-- Opening Marker --

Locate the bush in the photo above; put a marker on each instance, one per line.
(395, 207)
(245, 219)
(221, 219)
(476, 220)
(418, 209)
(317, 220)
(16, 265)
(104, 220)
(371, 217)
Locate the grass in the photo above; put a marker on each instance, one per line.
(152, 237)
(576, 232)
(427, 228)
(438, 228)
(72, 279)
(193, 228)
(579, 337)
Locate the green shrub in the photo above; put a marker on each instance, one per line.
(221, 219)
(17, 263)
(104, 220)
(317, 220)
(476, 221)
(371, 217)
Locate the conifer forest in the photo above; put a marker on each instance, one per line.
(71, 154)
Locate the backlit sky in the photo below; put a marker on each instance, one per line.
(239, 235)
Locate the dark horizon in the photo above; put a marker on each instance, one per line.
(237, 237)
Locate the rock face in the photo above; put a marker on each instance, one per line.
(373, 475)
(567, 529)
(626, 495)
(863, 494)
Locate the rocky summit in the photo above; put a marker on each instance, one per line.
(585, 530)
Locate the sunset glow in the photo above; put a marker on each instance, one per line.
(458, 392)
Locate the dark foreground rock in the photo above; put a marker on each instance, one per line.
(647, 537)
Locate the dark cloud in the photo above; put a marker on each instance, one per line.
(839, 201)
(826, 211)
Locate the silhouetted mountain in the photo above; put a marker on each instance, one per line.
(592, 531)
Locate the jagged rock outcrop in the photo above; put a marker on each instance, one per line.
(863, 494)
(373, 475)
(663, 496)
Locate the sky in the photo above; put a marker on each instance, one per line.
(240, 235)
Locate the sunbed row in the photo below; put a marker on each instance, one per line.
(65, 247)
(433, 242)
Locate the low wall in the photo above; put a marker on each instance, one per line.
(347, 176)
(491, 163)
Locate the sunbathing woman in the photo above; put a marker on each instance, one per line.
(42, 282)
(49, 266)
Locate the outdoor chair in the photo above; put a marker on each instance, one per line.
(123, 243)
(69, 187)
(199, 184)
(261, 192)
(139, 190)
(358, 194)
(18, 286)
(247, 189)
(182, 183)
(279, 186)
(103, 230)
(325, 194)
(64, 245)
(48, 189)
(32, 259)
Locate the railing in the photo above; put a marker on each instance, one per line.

-- Closing Marker --

Each line above should be reproduced exactly, with nothing omitted.

## OUTPUT BELOW:
Locate the bush in the photo above; put a marker on each instance, one per line.
(395, 207)
(245, 219)
(221, 219)
(476, 220)
(418, 209)
(317, 220)
(16, 265)
(104, 220)
(371, 217)
Locate the grass in the photo above; put a marker on each instance, one per line.
(152, 237)
(576, 232)
(427, 228)
(438, 228)
(72, 279)
(193, 228)
(579, 337)
Locate the green shrub in the photo above; put a marker on each instance, one per line.
(221, 219)
(17, 263)
(104, 220)
(317, 220)
(476, 221)
(371, 217)
Locate the conifer forest in the photo above; put a marker on each instance, one per line.
(71, 154)
Locate the backlit sky in the photo below; put a marker on each instance, one per line.
(239, 235)
Locate the dark horizon in the photo above; put a marker on each instance, one per line.
(237, 237)
Locate the rock face in the photo above; put a marker on each instance, one per line.
(373, 475)
(567, 529)
(626, 495)
(863, 494)
Locate the rocky summit in the photo above; put a marker on each instance, one per line.
(585, 530)
Locate the sunset glow in the photo above; put a marker on each instance, one per line.
(458, 392)
Locate the dark foreground rock in the photo above; put a marker on each instance, one per line.
(647, 537)
Locate the dark cloud in the photo above; put a marker on each instance, one per line.
(839, 201)
(826, 211)
Locate the silhouetted mountain in the photo above; put a marker on each instance, one per line.
(592, 531)
Locate the jagged rock outcrop in the photo above; put a marker on each instance, one per line.
(863, 494)
(373, 475)
(663, 496)
Locate the sky in the photo above; put a marker on each instance, one per line.
(240, 235)
Locate the sunbed row in the photo below; put a marker on each instance, one per line.
(65, 247)
(433, 242)
Locate the low wall in the photo above; put a marker on each instance, one per line.
(347, 176)
(491, 163)
Locate the sunbathing woman in the photo above; put a marker on each instance, one per line.
(42, 282)
(49, 266)
Locate the outdoor chair in the photo above; put a marker on each instance, one per line.
(123, 243)
(69, 187)
(199, 184)
(261, 192)
(139, 190)
(358, 194)
(18, 286)
(247, 189)
(182, 183)
(279, 186)
(103, 230)
(325, 194)
(64, 245)
(48, 189)
(32, 259)
Locate the railing in the photo above; put a marker on each instance, one per line.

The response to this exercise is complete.